=== Section Start ===

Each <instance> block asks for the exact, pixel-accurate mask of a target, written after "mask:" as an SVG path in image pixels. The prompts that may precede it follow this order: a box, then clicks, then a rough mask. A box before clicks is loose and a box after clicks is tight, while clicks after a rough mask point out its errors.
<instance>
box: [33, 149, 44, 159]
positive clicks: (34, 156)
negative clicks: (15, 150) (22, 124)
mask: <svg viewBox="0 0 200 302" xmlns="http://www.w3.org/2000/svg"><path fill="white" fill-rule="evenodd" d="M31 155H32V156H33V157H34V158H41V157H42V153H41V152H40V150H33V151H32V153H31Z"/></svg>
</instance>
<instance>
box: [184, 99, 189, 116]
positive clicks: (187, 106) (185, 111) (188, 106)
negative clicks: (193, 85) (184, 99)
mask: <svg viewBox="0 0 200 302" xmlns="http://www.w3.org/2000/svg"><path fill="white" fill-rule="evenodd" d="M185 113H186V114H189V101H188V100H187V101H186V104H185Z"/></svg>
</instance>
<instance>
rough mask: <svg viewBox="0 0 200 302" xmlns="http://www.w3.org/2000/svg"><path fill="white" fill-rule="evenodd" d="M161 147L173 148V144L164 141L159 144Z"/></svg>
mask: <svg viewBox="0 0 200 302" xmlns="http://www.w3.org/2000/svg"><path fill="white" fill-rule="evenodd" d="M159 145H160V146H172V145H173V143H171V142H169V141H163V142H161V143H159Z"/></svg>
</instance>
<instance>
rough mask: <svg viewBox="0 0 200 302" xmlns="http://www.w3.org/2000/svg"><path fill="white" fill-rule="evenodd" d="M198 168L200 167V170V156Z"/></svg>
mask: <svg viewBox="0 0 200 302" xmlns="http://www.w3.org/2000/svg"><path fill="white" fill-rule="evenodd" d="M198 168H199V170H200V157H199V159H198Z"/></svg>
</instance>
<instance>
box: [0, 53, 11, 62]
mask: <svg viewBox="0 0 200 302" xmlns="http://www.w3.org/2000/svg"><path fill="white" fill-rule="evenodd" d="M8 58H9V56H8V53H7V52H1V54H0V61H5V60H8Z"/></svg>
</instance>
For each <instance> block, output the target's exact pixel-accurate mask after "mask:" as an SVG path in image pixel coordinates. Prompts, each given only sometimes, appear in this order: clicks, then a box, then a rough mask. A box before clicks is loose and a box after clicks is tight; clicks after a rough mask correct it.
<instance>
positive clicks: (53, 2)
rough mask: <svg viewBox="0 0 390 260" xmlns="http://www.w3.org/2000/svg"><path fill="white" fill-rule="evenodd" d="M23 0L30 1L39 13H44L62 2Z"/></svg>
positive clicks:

=== Section End ===

:: Required work ::
Each line from the line holding "box: [0, 53, 11, 62]" through the end of the material above is to be printed exactly, both ends included, and no other line is to appear.

:: Output for this exercise ::
box: [0, 53, 11, 62]
mask: <svg viewBox="0 0 200 302" xmlns="http://www.w3.org/2000/svg"><path fill="white" fill-rule="evenodd" d="M8 58H9V56H8V53H7V52H1V54H0V61H5V60H8Z"/></svg>
</instance>
For each <instance> block, output the target's exact pixel-accurate mask after "mask:" as an SVG path in image pixel coordinates. Prompts, each given only sometimes, appear in this order: clicks, then a box, then a rough mask. A box before clicks is loose and a box after clicks is tight; clicks after a rough mask correct it.
<instance>
positive clicks: (53, 2)
rough mask: <svg viewBox="0 0 390 260" xmlns="http://www.w3.org/2000/svg"><path fill="white" fill-rule="evenodd" d="M23 0L30 1L39 13H44L62 2Z"/></svg>
positive clicks:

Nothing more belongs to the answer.